Repeat, without any change, the entries presented below.

**ENTRIES SHOWN:**

==========

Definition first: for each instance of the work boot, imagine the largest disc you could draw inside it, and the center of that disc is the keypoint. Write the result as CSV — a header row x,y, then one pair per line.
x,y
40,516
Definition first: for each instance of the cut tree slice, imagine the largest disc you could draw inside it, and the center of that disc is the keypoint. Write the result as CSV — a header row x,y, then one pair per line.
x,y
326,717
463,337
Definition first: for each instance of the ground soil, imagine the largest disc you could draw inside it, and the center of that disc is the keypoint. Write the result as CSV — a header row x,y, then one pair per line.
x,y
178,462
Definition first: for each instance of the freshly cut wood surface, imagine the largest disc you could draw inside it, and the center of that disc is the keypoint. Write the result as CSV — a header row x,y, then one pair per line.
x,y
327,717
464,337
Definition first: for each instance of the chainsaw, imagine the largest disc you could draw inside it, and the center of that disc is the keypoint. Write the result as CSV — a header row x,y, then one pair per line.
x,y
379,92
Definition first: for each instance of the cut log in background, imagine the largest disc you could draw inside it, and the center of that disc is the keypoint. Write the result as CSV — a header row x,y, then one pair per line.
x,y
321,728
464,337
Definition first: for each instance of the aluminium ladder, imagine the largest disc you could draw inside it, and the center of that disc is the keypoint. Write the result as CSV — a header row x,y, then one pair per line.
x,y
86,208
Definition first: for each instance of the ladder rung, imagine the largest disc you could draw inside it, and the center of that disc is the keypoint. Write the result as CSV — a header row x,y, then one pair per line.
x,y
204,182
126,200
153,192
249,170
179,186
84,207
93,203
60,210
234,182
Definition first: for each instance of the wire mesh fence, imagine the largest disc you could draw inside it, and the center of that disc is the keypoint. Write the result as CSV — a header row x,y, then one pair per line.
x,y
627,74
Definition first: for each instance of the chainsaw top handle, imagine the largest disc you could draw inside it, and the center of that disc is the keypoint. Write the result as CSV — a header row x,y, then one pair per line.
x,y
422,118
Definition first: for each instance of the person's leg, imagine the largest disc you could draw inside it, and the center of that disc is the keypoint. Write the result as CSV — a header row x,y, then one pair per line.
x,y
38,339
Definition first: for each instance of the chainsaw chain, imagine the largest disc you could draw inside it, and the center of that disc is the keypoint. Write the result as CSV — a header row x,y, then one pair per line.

==========

**SOLVED PROBLEM:**
Definition first: for each instance of the work boot, imagine the largest disc you could draw inside it, and the center of that disc is the keypoint. Write the result as CSV — a header row x,y, then one pair per line.
x,y
40,516
Definition first: for each instance of the cut tree slice, imagine the largest disc you could draw inside it, and the center of that disc is the keypoint. Write the result as CSV — a header row x,y, then one pair per line.
x,y
326,717
463,337
Definition first: for each instance of the ground soil, imagine the largest disc you could draw inside it, and the center of that disc is the keypoint. Write the result as CSV — a header row x,y, then one pair per line.
x,y
178,462
Definition first: for each instance of the freshly cut wood surface, imagine the largest disc you could draw inside it, and the center of that disc is the keypoint. Write the result as CSV — a header row x,y, then one pair per line.
x,y
327,717
464,337
Definition first: for each instance of the chainsaw, imagine the largest disc you could draw inside it, and the center of that disc is the keypoint. Write the result as CSV — a header row x,y, then one pair per line.
x,y
379,92
Definition first: for each instance of the cut log in background, imagine the largest disc you could draw inside it, and the center of that disc is the keypoint. Write the result as CSV — a header row x,y, then one pair per line.
x,y
321,728
464,337
Definition first: for each instance of the aluminium ladder, imagine the largest disc you could draw inside it, and the center of that disc is the keypoint. Write the result as CSV — a header row x,y, then one pair per line.
x,y
86,208
Definition first: for each instance of the ladder rung, imagine the largest disc you could draw inside it, and the center of that disc is the keypoint. Write the result as CSV — a header row x,y, then one pair per line.
x,y
204,182
126,200
153,192
249,170
179,186
84,207
93,203
60,210
234,182
Definition first: for each instance of the wire mesh fence, imagine the largest disc you could draw inside it, and the center of that disc is the keypoint. Write the result as CSV — a header row x,y, then one pair per line.
x,y
627,74
Definition first: for each instance of the chainsaw top handle, imagine the largest disc you could draw inside it, and the center of that disc is the keypoint. Write the result as CSV — a header row x,y, then one pair per line.
x,y
422,118
Definition first: for each instance of the person's leg, imagine the largest disc you could draw inside it, and the center of that disc is the keypoint. Write the result as CSV — a header row x,y, then one pair per line.
x,y
38,339
Definition first: for each instance of the chainsaw chain, imagine the largest disc you could draw inside it, and the center of that disc is the keypoint. Write the result as CSV — a header row x,y, then one pair per line.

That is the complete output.